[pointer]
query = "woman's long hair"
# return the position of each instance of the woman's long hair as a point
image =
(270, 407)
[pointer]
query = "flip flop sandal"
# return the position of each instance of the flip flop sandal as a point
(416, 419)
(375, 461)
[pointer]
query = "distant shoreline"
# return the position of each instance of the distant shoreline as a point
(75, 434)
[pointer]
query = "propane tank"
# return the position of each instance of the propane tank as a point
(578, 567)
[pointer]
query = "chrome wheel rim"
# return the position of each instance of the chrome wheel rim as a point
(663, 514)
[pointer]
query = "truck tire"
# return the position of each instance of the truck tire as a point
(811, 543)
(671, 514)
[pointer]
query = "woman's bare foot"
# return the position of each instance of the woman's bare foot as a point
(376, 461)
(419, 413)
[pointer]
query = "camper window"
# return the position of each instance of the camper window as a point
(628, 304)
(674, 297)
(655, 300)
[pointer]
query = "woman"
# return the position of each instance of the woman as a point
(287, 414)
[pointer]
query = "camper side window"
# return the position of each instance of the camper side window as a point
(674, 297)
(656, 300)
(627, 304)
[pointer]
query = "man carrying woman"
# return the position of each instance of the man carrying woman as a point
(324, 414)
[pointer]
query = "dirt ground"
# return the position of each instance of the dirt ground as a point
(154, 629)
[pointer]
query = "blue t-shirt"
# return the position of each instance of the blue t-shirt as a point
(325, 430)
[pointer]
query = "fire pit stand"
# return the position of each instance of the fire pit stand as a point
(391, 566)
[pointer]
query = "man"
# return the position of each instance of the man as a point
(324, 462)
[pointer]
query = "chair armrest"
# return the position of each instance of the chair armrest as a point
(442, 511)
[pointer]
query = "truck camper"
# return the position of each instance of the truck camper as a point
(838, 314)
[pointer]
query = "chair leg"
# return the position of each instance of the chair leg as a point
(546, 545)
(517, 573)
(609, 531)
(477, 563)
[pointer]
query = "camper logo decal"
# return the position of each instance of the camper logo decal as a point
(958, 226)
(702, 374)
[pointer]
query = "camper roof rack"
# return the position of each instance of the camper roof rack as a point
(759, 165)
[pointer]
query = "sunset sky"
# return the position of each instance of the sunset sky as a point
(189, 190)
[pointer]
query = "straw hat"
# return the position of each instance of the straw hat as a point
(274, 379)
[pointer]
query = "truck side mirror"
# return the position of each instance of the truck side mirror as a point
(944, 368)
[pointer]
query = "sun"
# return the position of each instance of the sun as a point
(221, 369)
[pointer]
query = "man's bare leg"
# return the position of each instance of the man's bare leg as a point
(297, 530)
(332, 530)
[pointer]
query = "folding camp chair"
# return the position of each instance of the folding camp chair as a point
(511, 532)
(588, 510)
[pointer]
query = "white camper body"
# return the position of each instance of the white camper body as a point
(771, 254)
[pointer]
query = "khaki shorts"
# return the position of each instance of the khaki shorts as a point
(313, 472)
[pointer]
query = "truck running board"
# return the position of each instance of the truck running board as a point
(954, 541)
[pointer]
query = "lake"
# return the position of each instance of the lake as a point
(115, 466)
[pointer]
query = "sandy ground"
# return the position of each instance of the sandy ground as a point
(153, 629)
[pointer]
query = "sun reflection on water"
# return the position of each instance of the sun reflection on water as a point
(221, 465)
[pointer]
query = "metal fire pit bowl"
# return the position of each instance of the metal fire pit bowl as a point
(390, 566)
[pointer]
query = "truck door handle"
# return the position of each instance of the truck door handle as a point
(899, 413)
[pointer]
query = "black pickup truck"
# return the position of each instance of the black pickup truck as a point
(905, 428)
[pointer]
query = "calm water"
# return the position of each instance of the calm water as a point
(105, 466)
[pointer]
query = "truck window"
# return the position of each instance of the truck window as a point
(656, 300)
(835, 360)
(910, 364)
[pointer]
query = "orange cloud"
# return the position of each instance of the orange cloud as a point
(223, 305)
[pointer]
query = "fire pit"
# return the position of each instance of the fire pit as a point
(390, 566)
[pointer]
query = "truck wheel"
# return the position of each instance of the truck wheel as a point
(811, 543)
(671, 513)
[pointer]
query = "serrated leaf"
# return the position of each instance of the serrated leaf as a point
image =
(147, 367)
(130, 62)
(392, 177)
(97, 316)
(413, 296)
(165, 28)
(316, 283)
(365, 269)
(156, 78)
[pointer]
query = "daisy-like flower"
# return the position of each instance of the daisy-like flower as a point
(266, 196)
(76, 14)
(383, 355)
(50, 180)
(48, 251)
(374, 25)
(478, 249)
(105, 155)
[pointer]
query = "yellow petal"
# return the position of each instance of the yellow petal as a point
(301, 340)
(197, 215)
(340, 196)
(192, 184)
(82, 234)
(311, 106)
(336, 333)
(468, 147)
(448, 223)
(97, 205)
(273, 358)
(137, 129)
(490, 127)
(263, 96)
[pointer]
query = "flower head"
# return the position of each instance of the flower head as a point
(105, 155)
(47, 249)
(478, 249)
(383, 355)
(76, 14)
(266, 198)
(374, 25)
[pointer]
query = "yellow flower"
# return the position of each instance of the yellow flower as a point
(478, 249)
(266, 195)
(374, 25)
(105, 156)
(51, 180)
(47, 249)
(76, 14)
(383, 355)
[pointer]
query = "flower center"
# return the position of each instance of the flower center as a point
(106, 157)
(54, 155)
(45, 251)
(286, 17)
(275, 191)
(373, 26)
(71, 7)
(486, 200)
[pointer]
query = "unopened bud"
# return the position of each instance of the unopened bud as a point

◆ **AIM**:
Each line of the listing above should be output exactly.

◆ **RESULT FOR THIS EXERCISE**:
[pointer]
query = "woman's long hair"
# return the position of each instance of the woman's long hair as a point
image =
(270, 407)
[pointer]
query = "flip flop sandal"
# return the position of each instance of the flip flop sandal as a point
(416, 419)
(375, 461)
[pointer]
query = "distant shoreline"
# return the position of each instance of the distant shoreline as a point
(75, 434)
[pointer]
query = "propane tank"
# return the position of each instance of the propane tank as a point
(578, 567)
[pointer]
query = "chrome wheel rim"
# return the position of each instance of the chrome wheel rim as a point
(663, 514)
[pointer]
query = "truck tire"
# return the position of each instance of the truck tire as a point
(811, 543)
(671, 514)
[pointer]
query = "woman's bare foot"
# return the position of each instance of the woman's bare foot as a point
(376, 461)
(419, 413)
[pointer]
query = "camper window"
# return the position of each instance of the camper window as a point
(628, 304)
(674, 297)
(655, 300)
[pointer]
query = "woman"
# return the position of each instance of the woman as a point
(287, 414)
[pointer]
query = "camper side window"
# return the position of each instance of the camper side window as a point
(674, 297)
(656, 300)
(627, 304)
[pointer]
query = "man carrying woman"
# return the position of each instance of the man carrying woman as a point
(324, 414)
[pointer]
query = "dirt ground"
# return the position of each instance of the dirt ground as a point
(154, 629)
[pointer]
query = "blue t-shirt"
# return the position of each instance of the blue t-shirt as a point
(325, 430)
[pointer]
query = "fire pit stand"
# return the position of each instance of the fire pit stand as a point
(391, 566)
[pointer]
query = "man"
# return the position of each instance of the man as a point
(324, 462)
[pointer]
query = "chair armrest"
# return the position of each instance of the chair armrest as a point
(442, 511)
[pointer]
query = "truck camper"
# return the position of each instance of the truck camper as a point
(838, 314)
[pointer]
query = "chair leg"
# return the position of each instance of the chair leg as a point
(546, 545)
(517, 573)
(609, 531)
(477, 563)
[pointer]
query = "camper logo decal"
# return the position of each instance of the camper logo decal as a point
(958, 226)
(702, 374)
[pointer]
query = "camper roof rack"
# return the position of each instance of the camper roof rack as a point
(759, 165)
[pointer]
query = "sunset sky"
# return the position of each instance of the sunset sky as a point
(189, 190)
[pointer]
query = "straw hat"
# return the position of each instance of the straw hat as a point
(274, 379)
[pointer]
query = "truck side mirror"
# return the position of each instance of the truck side mirror as a point
(944, 368)
[pointer]
query = "sun"
# return the position of each instance of the sun as a point
(221, 369)
[pointer]
query = "man's bare leg"
# return the position of each instance of the man's bare leg as a point
(297, 530)
(332, 530)
[pointer]
query = "folding camp chair"
# return the position of each instance of the folding camp chair as a point
(511, 532)
(588, 510)
[pointer]
query = "white camper body"
# return the position of each instance of the white camper body as a point
(771, 254)
[pointer]
query = "khaki shorts"
# return the position of each instance of the khaki shorts as a point
(313, 472)
[pointer]
query = "truck running board"
# return the position of each instance of the truck running board as a point
(954, 541)
[pointer]
query = "lake"
# return the position of each instance of the lake as a point
(115, 466)
[pointer]
query = "sandy ground"
# return the position of each instance of the sandy ground as a point
(153, 629)
[pointer]
query = "sun reflection on water"
# return the position of each instance of the sun reflection on water as a point
(221, 465)
[pointer]
query = "metal fire pit bowl"
# return the position of each instance of the metal fire pit bowl as a point
(390, 566)
[pointer]
query = "truck door handle"
# return the position of each instance of the truck door handle as a point
(899, 413)
[pointer]
query = "black pickup truck"
# return the position of each instance of the black pickup truck as a point
(905, 428)
[pointer]
query = "calm water"
# return the position of each instance of the calm water as a point
(105, 466)
[pointer]
query = "truck window"
# return the position of each instance of the truck window as a point
(656, 300)
(835, 360)
(910, 364)
[pointer]
query = "orange cloud"
# return the position of each instance of the orange cloud as a point
(223, 305)
[pointer]
query = "fire pit"
# return the position of each instance of the fire pit as a point
(390, 566)
[pointer]
query = "truck wheel"
# return the position of each instance of the truck wheel as a point
(811, 543)
(671, 513)
[pointer]
query = "serrated leaf"
# return the position of each instance of the serrated leaf as a point
image =
(147, 367)
(130, 62)
(392, 177)
(97, 316)
(413, 296)
(165, 28)
(316, 283)
(365, 269)
(156, 78)
[pointer]
query = "daisy-like flower"
# return the position of each instance of the daisy-like flower as a point
(266, 196)
(76, 14)
(383, 355)
(50, 180)
(48, 251)
(374, 25)
(478, 249)
(105, 155)
[pointer]
query = "yellow petal"
# return the position of each instance of the yellow petal as a point
(301, 340)
(197, 215)
(340, 196)
(192, 184)
(82, 234)
(311, 106)
(336, 333)
(468, 147)
(448, 223)
(97, 205)
(273, 358)
(137, 129)
(490, 127)
(263, 96)
[pointer]
query = "flower head"
# return the position of each instance of the flower head as a point
(105, 155)
(47, 249)
(478, 249)
(383, 355)
(76, 14)
(266, 198)
(374, 25)
[pointer]
query = "yellow flower"
# return the position of each instance of the yellow flower as a point
(478, 249)
(266, 195)
(374, 25)
(105, 156)
(51, 180)
(47, 249)
(76, 14)
(383, 355)
[pointer]
query = "flower center"
# return the position of each instance of the flower center as a point
(106, 157)
(54, 155)
(45, 251)
(286, 17)
(275, 191)
(373, 26)
(71, 7)
(486, 200)
[pointer]
query = "unopened bud"
# return the position of each instance of the unopened bud as a point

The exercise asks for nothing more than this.